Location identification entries

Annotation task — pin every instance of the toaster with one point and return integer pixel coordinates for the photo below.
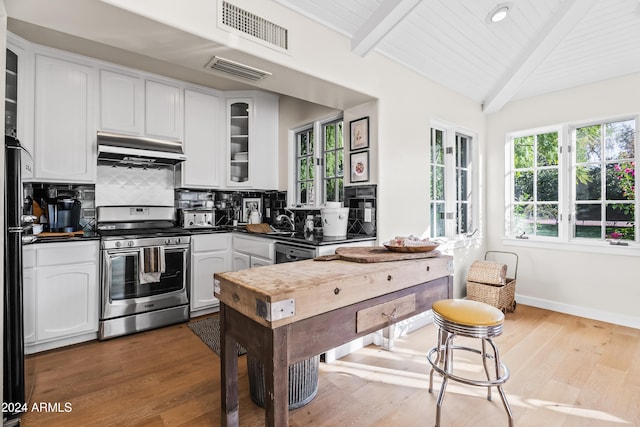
(197, 218)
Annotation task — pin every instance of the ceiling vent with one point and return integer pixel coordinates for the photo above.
(255, 26)
(237, 69)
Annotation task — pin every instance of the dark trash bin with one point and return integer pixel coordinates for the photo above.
(303, 381)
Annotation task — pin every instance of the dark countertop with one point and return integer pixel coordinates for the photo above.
(312, 240)
(88, 235)
(285, 237)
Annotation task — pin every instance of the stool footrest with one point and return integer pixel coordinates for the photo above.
(480, 383)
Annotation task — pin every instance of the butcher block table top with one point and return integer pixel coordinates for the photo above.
(280, 294)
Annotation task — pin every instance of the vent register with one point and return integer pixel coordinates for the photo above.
(252, 25)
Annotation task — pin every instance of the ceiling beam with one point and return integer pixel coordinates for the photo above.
(569, 14)
(389, 14)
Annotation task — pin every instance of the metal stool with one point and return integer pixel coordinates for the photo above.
(472, 319)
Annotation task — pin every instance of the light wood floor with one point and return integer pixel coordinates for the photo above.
(565, 371)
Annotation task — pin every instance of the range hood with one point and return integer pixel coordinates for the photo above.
(138, 151)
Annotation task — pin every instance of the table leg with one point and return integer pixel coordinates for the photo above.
(228, 374)
(276, 375)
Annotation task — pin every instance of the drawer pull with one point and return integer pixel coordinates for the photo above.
(391, 316)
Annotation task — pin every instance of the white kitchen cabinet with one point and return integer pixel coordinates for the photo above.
(163, 110)
(210, 254)
(61, 297)
(121, 102)
(29, 293)
(65, 132)
(257, 261)
(133, 104)
(252, 140)
(252, 251)
(19, 96)
(202, 140)
(66, 301)
(241, 261)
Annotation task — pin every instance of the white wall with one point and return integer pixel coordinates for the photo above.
(3, 38)
(598, 285)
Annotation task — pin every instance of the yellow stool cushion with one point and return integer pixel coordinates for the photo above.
(468, 312)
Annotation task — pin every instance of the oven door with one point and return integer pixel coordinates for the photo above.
(124, 294)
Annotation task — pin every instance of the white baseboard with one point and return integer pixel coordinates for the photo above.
(604, 316)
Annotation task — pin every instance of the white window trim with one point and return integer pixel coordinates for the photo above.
(450, 131)
(317, 156)
(566, 159)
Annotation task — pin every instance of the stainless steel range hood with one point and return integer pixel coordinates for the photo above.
(138, 151)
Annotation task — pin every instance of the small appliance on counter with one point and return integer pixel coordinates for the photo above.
(64, 214)
(197, 218)
(334, 219)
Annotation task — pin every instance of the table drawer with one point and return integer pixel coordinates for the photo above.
(384, 314)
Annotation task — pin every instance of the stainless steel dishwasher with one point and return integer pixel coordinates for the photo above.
(287, 252)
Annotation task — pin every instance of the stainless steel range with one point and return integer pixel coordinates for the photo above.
(144, 269)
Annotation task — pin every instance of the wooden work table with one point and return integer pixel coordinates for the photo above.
(286, 313)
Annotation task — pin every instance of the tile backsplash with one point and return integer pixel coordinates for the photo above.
(122, 186)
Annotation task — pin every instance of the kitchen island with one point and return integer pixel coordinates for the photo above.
(286, 313)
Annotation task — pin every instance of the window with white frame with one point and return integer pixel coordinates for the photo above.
(575, 183)
(451, 192)
(319, 165)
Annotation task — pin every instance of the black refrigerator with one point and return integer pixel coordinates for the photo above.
(15, 389)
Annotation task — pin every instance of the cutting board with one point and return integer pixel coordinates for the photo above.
(259, 228)
(61, 234)
(374, 254)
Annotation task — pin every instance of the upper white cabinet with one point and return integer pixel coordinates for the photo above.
(202, 139)
(19, 96)
(252, 140)
(121, 102)
(134, 105)
(65, 132)
(163, 110)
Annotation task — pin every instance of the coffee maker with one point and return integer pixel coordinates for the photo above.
(63, 214)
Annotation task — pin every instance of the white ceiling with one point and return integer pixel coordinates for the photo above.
(542, 46)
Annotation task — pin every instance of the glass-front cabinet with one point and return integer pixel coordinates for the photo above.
(11, 94)
(239, 140)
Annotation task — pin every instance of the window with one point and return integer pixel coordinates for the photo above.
(598, 166)
(305, 167)
(319, 166)
(333, 161)
(451, 187)
(535, 170)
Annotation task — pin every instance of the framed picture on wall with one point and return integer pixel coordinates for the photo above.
(360, 166)
(359, 134)
(251, 204)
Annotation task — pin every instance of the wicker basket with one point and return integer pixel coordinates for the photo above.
(501, 297)
(487, 282)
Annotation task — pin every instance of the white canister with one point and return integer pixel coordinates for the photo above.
(334, 221)
(308, 224)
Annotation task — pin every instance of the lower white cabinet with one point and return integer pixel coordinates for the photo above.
(61, 294)
(66, 301)
(210, 254)
(250, 251)
(29, 293)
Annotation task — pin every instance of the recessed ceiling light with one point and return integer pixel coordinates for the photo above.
(498, 13)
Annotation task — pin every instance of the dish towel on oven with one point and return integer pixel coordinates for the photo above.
(151, 264)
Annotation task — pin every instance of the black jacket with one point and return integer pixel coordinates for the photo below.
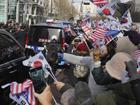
(133, 36)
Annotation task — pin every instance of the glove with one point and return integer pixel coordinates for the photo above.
(131, 67)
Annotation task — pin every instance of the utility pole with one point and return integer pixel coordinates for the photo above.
(81, 8)
(51, 8)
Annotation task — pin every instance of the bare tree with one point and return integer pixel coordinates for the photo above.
(65, 9)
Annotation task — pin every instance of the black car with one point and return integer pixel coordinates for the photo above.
(40, 35)
(11, 68)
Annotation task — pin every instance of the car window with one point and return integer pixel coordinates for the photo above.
(9, 49)
(40, 34)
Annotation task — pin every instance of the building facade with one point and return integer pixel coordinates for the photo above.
(22, 11)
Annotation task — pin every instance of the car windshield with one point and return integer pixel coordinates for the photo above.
(41, 34)
(9, 49)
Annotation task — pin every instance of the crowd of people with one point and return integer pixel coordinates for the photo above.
(104, 76)
(96, 73)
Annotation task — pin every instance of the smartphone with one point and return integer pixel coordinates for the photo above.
(39, 81)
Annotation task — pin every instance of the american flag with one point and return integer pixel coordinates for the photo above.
(98, 34)
(108, 39)
(26, 86)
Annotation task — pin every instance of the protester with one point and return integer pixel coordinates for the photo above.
(133, 34)
(78, 95)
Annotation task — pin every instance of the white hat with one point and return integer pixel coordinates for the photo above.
(54, 37)
(116, 66)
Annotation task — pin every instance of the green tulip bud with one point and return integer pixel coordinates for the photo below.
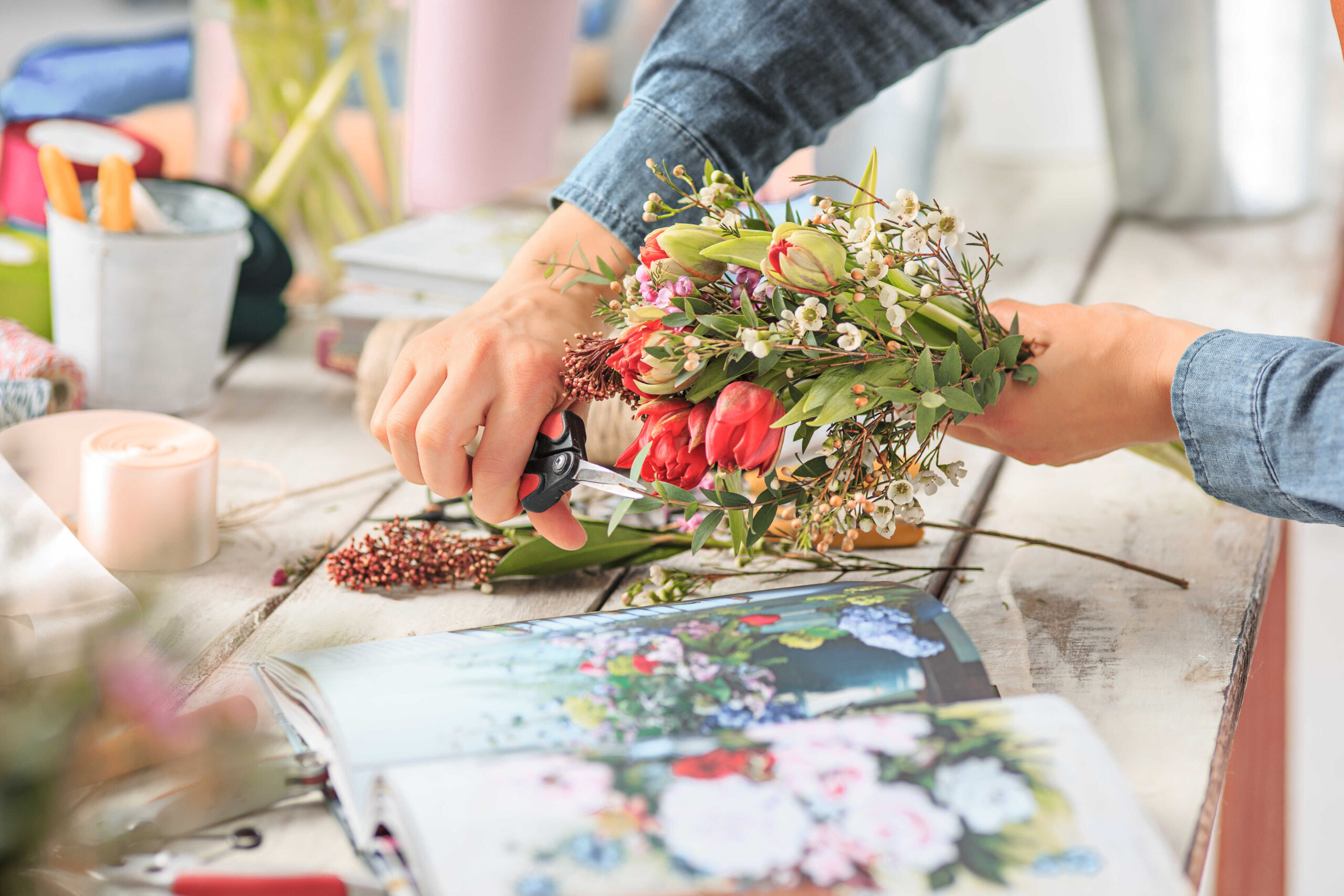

Aim of the exercise: Locate each line in the items above that contains the string "hood", and copy those lines out. Matching is case-sensitive.

Answer to the task:
Annotation task — pin every instance of the range hood with one point and return integer pixel coordinates for the photo above.
Annotation task — pin every instance of the stainless steel range hood with one point and return integer pixel coordinates for the photo above.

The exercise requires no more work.